>> Start MATERIAL SUPPLIED

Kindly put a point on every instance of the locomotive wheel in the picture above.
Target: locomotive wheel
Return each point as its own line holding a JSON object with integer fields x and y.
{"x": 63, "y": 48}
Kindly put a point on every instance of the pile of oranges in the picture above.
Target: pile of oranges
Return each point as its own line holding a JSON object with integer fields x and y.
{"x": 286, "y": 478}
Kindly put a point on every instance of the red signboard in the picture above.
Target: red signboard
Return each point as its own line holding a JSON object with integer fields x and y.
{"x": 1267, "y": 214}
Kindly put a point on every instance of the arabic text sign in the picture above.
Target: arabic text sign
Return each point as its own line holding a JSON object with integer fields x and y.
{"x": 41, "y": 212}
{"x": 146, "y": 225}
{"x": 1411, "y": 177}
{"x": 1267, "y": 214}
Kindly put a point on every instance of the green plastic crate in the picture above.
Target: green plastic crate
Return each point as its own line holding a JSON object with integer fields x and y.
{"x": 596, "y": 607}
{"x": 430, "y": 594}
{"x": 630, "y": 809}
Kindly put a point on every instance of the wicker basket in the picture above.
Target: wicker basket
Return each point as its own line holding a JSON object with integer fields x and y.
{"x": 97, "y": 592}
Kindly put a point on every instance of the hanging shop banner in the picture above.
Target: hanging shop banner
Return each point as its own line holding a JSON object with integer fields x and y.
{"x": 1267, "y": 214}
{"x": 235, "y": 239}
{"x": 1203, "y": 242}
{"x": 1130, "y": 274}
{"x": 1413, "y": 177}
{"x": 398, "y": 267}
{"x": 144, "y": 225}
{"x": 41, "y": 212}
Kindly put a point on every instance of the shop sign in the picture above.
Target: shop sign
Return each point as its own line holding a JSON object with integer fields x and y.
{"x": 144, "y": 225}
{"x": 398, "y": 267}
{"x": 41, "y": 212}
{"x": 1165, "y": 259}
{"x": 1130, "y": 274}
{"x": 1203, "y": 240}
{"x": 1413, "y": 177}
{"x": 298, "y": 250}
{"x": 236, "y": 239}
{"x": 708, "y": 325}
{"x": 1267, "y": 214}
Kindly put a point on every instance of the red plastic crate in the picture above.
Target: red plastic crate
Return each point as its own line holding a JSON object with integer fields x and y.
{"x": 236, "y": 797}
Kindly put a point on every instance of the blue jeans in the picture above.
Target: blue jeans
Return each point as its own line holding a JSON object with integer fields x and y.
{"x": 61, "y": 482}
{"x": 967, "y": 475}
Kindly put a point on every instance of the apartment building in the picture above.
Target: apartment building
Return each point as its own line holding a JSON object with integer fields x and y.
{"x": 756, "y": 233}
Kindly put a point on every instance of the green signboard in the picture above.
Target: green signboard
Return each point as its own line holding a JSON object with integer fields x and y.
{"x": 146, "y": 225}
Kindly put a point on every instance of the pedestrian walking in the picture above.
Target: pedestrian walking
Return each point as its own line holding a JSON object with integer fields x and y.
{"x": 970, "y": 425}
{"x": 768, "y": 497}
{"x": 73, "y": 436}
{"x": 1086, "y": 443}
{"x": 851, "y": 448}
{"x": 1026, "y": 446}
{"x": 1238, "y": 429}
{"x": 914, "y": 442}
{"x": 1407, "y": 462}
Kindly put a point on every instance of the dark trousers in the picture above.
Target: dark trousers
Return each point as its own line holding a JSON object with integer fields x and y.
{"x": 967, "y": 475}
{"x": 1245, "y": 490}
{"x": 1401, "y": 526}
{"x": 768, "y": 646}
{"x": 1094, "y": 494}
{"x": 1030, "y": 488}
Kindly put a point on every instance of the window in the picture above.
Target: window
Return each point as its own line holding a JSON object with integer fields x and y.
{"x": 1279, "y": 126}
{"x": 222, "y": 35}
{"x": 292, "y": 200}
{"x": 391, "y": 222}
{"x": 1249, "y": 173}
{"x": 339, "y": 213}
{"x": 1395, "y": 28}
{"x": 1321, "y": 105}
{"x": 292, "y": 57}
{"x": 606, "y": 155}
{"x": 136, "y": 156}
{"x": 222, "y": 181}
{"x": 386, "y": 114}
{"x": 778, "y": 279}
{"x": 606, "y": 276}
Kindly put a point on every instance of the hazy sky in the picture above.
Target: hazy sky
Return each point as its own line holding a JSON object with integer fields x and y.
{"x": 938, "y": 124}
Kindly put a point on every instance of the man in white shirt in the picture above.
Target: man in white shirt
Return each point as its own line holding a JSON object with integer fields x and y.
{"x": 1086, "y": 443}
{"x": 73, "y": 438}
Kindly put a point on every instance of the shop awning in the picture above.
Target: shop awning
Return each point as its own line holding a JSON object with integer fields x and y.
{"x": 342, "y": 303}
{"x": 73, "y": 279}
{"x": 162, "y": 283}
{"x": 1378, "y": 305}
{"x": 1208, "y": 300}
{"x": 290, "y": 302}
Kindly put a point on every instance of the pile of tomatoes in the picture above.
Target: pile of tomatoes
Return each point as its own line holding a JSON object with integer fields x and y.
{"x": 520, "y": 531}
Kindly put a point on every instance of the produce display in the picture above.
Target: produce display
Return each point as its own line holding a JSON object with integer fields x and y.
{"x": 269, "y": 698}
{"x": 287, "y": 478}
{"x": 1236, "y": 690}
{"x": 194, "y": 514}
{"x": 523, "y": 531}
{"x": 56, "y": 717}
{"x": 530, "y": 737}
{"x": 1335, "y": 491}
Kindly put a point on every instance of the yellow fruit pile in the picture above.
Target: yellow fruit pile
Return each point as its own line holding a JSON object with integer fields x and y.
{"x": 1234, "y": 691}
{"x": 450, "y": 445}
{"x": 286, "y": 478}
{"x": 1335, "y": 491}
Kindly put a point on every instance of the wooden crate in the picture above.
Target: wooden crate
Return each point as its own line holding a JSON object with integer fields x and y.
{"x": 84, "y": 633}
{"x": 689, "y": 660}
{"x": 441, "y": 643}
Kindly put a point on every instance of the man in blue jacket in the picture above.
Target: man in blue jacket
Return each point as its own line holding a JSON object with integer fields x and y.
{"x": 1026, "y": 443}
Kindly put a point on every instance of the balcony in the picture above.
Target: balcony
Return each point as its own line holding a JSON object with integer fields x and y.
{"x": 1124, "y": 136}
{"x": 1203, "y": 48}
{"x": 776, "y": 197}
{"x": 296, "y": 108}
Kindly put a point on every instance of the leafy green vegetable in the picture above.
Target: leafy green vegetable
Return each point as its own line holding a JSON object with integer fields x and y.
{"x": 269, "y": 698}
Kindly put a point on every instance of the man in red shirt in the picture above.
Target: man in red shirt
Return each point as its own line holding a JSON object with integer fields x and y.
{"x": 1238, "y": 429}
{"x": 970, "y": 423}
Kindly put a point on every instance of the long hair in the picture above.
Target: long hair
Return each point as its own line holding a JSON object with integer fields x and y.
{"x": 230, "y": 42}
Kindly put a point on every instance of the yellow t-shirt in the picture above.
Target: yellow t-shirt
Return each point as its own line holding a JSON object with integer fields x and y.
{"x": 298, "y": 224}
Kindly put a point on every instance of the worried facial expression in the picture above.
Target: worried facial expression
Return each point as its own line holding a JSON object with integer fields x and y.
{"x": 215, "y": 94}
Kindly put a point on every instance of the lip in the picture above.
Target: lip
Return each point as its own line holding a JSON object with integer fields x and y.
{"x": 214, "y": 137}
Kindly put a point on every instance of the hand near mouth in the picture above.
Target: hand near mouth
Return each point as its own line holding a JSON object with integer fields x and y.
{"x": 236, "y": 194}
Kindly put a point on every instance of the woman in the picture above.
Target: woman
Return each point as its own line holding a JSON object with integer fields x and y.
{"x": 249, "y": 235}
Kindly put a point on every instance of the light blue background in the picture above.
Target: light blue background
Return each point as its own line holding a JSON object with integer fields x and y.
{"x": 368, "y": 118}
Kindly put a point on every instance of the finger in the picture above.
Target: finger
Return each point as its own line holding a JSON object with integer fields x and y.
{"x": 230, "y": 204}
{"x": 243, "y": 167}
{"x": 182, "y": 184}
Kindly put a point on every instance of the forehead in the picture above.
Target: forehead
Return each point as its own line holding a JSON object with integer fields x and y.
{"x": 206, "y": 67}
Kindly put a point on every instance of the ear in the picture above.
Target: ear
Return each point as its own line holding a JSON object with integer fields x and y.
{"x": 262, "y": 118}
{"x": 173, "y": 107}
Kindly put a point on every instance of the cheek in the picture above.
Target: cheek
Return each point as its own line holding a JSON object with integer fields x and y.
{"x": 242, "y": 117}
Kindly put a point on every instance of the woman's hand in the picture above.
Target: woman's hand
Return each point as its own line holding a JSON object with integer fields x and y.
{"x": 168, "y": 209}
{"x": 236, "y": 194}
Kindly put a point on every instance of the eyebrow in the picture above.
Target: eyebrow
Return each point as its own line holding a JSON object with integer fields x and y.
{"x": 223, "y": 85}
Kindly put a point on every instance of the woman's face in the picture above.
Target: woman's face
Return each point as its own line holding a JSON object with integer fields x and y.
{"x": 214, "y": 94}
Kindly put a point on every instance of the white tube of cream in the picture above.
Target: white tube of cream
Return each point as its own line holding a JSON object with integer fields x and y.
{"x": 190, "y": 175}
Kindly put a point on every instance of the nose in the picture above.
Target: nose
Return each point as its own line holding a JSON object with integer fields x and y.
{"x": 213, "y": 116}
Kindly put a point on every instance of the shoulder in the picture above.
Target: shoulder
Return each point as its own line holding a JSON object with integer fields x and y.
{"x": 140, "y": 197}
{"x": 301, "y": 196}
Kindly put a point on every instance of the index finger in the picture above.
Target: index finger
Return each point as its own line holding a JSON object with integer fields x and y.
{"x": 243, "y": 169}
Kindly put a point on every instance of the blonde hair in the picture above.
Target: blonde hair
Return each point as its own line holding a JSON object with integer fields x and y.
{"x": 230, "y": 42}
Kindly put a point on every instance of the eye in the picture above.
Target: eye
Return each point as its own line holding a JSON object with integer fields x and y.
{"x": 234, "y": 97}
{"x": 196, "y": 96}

>> End MATERIAL SUPPLIED

STATED GOAL ->
Write out exactly the lines of the entries above that run from the line containing "Kindly put a point on every instance of the cheek" through the last line, including both.

ANSWER ->
Kindly put a point on every instance of the cheek in the picture above.
Target: cheek
Return each point as its own line holding a JSON object with integer fields x and y.
{"x": 242, "y": 117}
Kindly put a point on every instance of the woman's hand in the picture above.
Target: woman's hand
Return each point as its own line holding a JSON object with integer fields x and y.
{"x": 168, "y": 209}
{"x": 236, "y": 194}
Kindly put a point on every instance of the eyebrow in the picture above.
Target: eyebrow
Return each point as its own line holding a JSON object with integer fields x and y.
{"x": 223, "y": 85}
Kindly put a point on every instance of the woman's face in the picture above.
Target: woman's face
Return each point as its own line holding a JSON object with integer fields x and y.
{"x": 214, "y": 94}
Kindly put a point on every instance of the white tube of cream in the picture above.
Target: white tube of cream
Return each point as its own line holding a JSON object with integer fields x and y.
{"x": 190, "y": 175}
Kindly put a point on every instance of the nose in the picture above.
Target: nose
Return each point as its own line holding a JSON object with integer fields x and y.
{"x": 213, "y": 116}
Kindly put a point on every instance of the shoulder in the picture above.
Target: shoulder
Return each point as its own line holding a JSON object with integer fields x and y.
{"x": 140, "y": 197}
{"x": 301, "y": 196}
Kindly put a point on every instance of the index finger in the picture above.
Target: index finger
Return each point as its own line holding a JSON object with integer fields x and y.
{"x": 243, "y": 169}
Kindly put a point on every instance of the blonde hair in the picture above.
Target: blonde hair
Return each point as its own line holding a JSON object with integer fields x and y.
{"x": 230, "y": 42}
Kindly put a point on every instance of the eye in the picture above.
Target: eye
Return each point as its own line holding a JSON object with integer fields x and y.
{"x": 234, "y": 97}
{"x": 196, "y": 96}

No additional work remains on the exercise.